» Exercise tasks
a. Answer the following questions about the economic loss rule passage:
(i) In Reighard, to what issues in the purchased property did the plaintiffs' tort claims relate?
(ii) In Thorp v. Charlwood, what did the real estate purchase agreement expressly incorporate?
(iii) Which of Preventive's claims did the court uphold the dismissal of?
b. According to the economic loss rule passage, why did the court uphold the district court's dismissal of Preventive's fraud and misrepresentation claims?

Indeed, Utah courts have repeatedly found that the economic loss rule bars tort claims based on a party's pre-contract misrepresentations or failure to perform where the subject of such tort claims overlaps with the terms of a contract. See, e.g., Reighard, 285 P.3d at 1178 (concluding that the plaintiffs' tort claims for negligent misrepresentation and negligence relating to mold issues in a purchased property were barred by the economic loss rule because "[t]he subject of the contract is the house, and the contract itself expressly addresses moisture-related damage to the house [so] [a]ny tort duties that [the defendant general contractor of the house] owed the [plaintiffs] regarding the house therefore overlap[ped] with [the defendant's] contract duties to the [plaintiffs]"); Grynberg, 70 P.3d at 12, 14 (holding that the economic loss rule barred the plaintiff's fraud-based claims, which "also allege[d] mismeasurement and/or wrongful analysis of the heating content, the same conduct that is asserted in the contract claim[,]" because "[t]he fact that the exact same conduct is described in both the contract and tort claims, and the exact same facts and circumstances are at play, is indicative of the overlapping duties in this case."); Thorp v. Charlwood, 501 P.3d 1166, 1173-74 (Utah App. 2021) (holding that the duty of sellers of real property to disclose material, known defects was not independent of the duties provided in the parties' real estate purchase agreement because the agreement expressly incorporated the "Seller's Disclosures," which imposed a duty to "disclose to buyers defects in the property known to seller"), cert. denied, 509 P.3d 198 (Utah 2022).

Thus, we uphold the district court's dismissal of Preventive's claims for fraud, fraudulent inducement, fraudulent misrepresentation, and negligent misrepresentation, because the subject matter of those claims overlaps completely with the subject matter of Preventive's breach of contract claims.

» Entries from a pointing dataset
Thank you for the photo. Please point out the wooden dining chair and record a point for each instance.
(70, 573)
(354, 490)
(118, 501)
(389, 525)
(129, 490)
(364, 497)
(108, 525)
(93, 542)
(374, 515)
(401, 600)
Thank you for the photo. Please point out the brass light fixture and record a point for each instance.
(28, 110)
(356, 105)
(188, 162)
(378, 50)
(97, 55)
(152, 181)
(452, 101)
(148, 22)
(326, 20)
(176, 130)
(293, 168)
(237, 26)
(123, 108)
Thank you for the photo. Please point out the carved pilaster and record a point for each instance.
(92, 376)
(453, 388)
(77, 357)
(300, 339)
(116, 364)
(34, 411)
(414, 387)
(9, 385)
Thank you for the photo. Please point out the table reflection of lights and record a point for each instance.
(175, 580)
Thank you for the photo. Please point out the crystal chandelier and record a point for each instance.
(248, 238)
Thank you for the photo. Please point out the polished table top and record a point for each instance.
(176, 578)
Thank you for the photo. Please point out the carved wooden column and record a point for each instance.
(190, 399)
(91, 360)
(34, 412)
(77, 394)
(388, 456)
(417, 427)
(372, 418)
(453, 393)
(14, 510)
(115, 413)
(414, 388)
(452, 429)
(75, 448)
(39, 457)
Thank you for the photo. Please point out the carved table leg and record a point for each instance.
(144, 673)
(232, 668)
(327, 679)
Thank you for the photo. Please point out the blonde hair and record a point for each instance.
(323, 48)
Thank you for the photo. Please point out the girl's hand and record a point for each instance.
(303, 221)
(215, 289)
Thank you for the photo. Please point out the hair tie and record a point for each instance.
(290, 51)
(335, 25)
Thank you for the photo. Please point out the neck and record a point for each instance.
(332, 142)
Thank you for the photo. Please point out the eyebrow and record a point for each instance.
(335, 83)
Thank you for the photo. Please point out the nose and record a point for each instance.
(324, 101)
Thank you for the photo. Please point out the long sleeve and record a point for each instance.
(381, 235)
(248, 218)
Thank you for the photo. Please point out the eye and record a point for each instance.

» The results
a.
(i) Mold issues.
(ii) The "Seller's Disclosures."
(iii) Fraud, fraudulent inducement, fraudulent misrepresentation, and negligent misrepresentation.

b. The court upheld the dismissal because the subject matter of those claims overlaps completely with the subject matter of Preventive's breach of contract claims. Under the economic loss rule, tort claims are barred when their subject overlaps with the terms of a contract.